** Opening Data for the task block **

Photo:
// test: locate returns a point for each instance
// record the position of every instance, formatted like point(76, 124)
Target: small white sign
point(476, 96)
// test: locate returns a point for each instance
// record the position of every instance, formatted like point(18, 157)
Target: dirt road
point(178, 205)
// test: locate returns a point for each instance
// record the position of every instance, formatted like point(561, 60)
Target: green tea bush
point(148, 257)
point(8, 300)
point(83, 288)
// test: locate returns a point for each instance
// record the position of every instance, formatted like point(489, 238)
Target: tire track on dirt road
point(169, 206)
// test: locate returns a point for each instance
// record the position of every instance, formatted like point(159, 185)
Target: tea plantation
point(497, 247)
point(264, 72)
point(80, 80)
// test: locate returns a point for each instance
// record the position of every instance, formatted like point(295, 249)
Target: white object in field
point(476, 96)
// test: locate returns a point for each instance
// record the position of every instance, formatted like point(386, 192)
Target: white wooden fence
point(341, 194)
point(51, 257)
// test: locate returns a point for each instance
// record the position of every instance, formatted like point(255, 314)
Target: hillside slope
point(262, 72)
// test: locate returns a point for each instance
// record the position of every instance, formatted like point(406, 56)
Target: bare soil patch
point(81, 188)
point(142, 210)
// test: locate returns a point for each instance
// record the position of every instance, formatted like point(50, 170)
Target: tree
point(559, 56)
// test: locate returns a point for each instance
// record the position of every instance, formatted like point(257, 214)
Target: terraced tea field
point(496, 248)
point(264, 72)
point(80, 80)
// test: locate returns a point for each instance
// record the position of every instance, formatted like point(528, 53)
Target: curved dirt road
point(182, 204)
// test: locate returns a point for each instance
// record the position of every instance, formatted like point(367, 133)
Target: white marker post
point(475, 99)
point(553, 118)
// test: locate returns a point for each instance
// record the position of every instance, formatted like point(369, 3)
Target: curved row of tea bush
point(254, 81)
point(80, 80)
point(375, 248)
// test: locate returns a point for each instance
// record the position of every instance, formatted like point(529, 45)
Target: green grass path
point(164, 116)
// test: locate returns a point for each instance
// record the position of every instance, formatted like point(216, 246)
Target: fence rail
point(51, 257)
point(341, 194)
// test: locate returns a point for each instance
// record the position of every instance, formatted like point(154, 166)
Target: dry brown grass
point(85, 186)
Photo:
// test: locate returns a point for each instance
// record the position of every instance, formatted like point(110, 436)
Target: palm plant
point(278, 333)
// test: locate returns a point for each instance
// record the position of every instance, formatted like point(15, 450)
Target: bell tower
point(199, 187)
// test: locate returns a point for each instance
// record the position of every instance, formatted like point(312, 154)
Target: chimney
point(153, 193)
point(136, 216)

** Closing Data for the task block **

[About this task] A word-for-word restatement of all the records is required.

[Result of this task]
Photo:
// test: locate returns a point for each instance
// record the position of every instance, formatted like point(76, 124)
Target: small white sign
point(476, 96)
// test: locate returns a point for each instance
// record the position of every instance, formatted like point(18, 157)
Target: dirt road
point(178, 205)
// test: locate returns a point for each instance
// record the position of every instance, formatted like point(561, 60)
Target: green tea bush
point(148, 257)
point(8, 300)
point(83, 288)
// test: locate returns a point for each instance
// record the position of every instance, formatted like point(489, 238)
Target: tire track on dirt road
point(169, 206)
// test: locate returns a point for each instance
// record the position of every instance, formatted like point(159, 185)
Target: tea plantation
point(497, 247)
point(264, 72)
point(80, 80)
// test: locate returns a point for each instance
// record the position of every instance, formatted like point(295, 249)
Target: white object in field
point(476, 96)
// test: locate returns a point for each instance
// record the position of every instance, formatted like point(386, 192)
Target: white wooden fence
point(341, 194)
point(51, 257)
// test: locate returns a point for each instance
// record the position of every instance, formatted like point(255, 314)
Target: hillside slope
point(262, 72)
// test: locate returns a point for each instance
// record the position of every instance, formatted like point(406, 56)
Target: bare soil patch
point(81, 188)
point(142, 210)
// test: locate returns a point for each instance
// record the position of every instance, formatted like point(50, 170)
Target: tree
point(559, 56)
// test: locate returns a point for each instance
// record the position of every instance, formatted like point(257, 214)
Target: terraced tea field
point(496, 248)
point(264, 72)
point(80, 80)
// test: locate returns a point for each instance
// record the position of every instance, formatted like point(528, 53)
Target: curved dirt road
point(182, 204)
// test: locate returns a point for each instance
// record the position of every instance, formatted like point(367, 133)
Target: white marker post
point(475, 99)
point(553, 118)
// test: locate returns a point for each instance
// record the position of every instance, formatted like point(369, 3)
Target: curved row of tea bush
point(254, 81)
point(80, 80)
point(375, 248)
// test: locate returns a point for each instance
// record the position of every instance, formatted like point(529, 45)
Target: green grass path
point(164, 116)
// test: locate returns a point for each instance
// record the position of every instance, formatted like point(216, 246)
Target: fence rail
point(51, 257)
point(341, 194)
// test: locate returns a point for each instance
// record the position of every instance, formatted like point(154, 166)
Target: dry brown grass
point(85, 186)
Photo:
// test: locate returns a point for each instance
// record the position of every instance, formatted like point(110, 436)
Target: palm plant
point(278, 333)
// test: locate returns a point for each instance
// record the position of every instance, formatted like point(15, 450)
Target: bell tower
point(199, 187)
// test: locate returns a point for each instance
// record the position of every instance, formatted like point(312, 154)
Target: chimney
point(153, 193)
point(136, 216)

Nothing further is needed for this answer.